(Beginning of Source extract)
Biomechanical Evaluation of Medial Patellofemoral Ligament Reconstruction

Kyle R Duchman 1, Nicole A DeVries 1, Mark A McCarthy 1, Justin J Kuiper 2, Nicole M Grosland 1,3, Matthew J Bollier 1
PMCID: PMC3748894  PMID: 24027463

Abstract

Background

The medial patellofemoral ligament (MPFL) is the most frequently injured soft tissue structure following acute lateral patellar dislocation. MPFL reconstruction has become a popular option to restore patellar stability following lateral patellar dislocation due to the high incidence of recurrent instability following conservative management. Anatomic reconstruction of the MPFL minimizes graft length changes during full knee range of motion and restores patellar stability.

Materials & Methods

Four fresh frozen cadaver specimens underwent biomechanical testing in a materials testing machine. With the knee fixed in 30° of flexion, the patella was translated laterally a distance of 10 mm and continuous force-displace- ment data was collected with the intact MPFL and again following a newly described MPFL reconstruction technique. Lateral force-displacement and stiffness data were calculated, allowing comparison between the intact and reconstructed MPFL.
(End of Source extract)
(Beginning of Provided records)
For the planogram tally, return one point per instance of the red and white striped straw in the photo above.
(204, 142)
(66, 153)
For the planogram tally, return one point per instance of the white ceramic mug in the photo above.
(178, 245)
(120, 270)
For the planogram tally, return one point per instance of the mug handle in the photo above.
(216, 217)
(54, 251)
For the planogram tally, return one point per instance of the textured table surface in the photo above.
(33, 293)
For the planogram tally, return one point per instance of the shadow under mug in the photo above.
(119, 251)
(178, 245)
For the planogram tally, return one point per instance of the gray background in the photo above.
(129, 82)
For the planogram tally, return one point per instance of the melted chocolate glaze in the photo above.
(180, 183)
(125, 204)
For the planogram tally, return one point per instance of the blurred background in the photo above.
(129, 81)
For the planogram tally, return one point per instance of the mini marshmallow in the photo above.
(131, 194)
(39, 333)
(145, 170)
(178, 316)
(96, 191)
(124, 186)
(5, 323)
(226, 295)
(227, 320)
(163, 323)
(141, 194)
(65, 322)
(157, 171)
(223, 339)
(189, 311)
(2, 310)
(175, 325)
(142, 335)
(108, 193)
(End of Provided records)
(Beginning of Provided records)
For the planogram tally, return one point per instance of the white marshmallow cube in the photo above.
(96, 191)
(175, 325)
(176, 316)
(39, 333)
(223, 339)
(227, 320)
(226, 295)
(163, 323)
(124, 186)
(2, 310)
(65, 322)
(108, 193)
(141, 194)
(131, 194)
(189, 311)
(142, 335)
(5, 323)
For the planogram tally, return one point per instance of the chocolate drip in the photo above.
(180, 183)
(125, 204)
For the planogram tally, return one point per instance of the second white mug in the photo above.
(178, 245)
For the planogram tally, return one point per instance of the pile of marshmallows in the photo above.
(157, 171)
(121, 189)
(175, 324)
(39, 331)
(End of Provided records)
» **Work instruction A**:
In the abstract on medial patellofemoral ligament reconstruction, replace "patellar stability" with "patellar alignment" and give the text again between "Biomechanical Evaluation of" and "restores patellar stability.", inclusive.
» **Work instruction B**:
Write what comes next in the abstract on medial patellofemoral ligament reconstruction, picking up after its last sentence.

» **Task response A**:
Biomechanical Evaluation of Medial Patellofemoral Ligament Reconstruction

Kyle R Duchman 1, Nicole A DeVries 1, Mark A McCarthy 1, Justin J Kuiper 2, Nicole M Grosland 1,3, Matthew J Bollier 1
PMCID: PMC3748894  PMID: 24027463

Abstract

Background

The medial patellofemoral ligament (MPFL) is the most frequently injured soft tissue structure following acute lateral patellar dislocation. MPFL reconstruction has become a popular option to restore patellar alignment following lateral patellar dislocation due to the high incidence of recurrent instability following conservative management. Anatomic reconstruction of the MPFL minimizes graft length changes during full knee range of motion and restores patellar alignment.

» **Task response B**:
Results

The average lateral restraining force provided by the intact MPFL was 10.6 ± 5.7, 36.6 ± 2.7, and 69.0 ± 5.9 N while the lateral restraining force following MPFL reconstruction was 0.4 ± 4.3, 50.3 ± 16.3, and 110.2 ± 17.5 N at 1, 5, and 10 mm of lateral displacement, respectively.

Conclusion

Anatomic MPFL reconstruction displays similar lateral restraining force compared to the intact MPFL at low levels of lateral displacement. At higher levels of displacement, the reconstructed MPFL provides increased lateral restraining force compared to the intact MPFL, improving patellar stability in pathologic knees.

Introduction

Bony anatomy, soft tissue restraints, and the dynamic action of the quadriceps all play a role in maintaining patellar stability throughout knee motion. The medial patellofemoral ligament (MPFL) serves as the primary soft tissue restraint to lateral patellar displacement during low degrees of flexion when the patella has yet to engage the femoral trochlea1-4. Following acute lateral patellar dislocation, the MPFL is the most frequently injured soft tissue structure, disrupting one of the key components required to maintain patellar stability5,6. Acute lateral patellar dislocations occur most frequently in the second decade, with recurrent episodes of instability reported in 15-44% of patients treated nonopera- tively7,8. Due to the high rate of recurrent episodes of instability following conservative management of acute lateral patellar dislocation, numerous bony and soft tissue procedures have been described to restore patellar stability including MPFL repair and reconstruction9-12.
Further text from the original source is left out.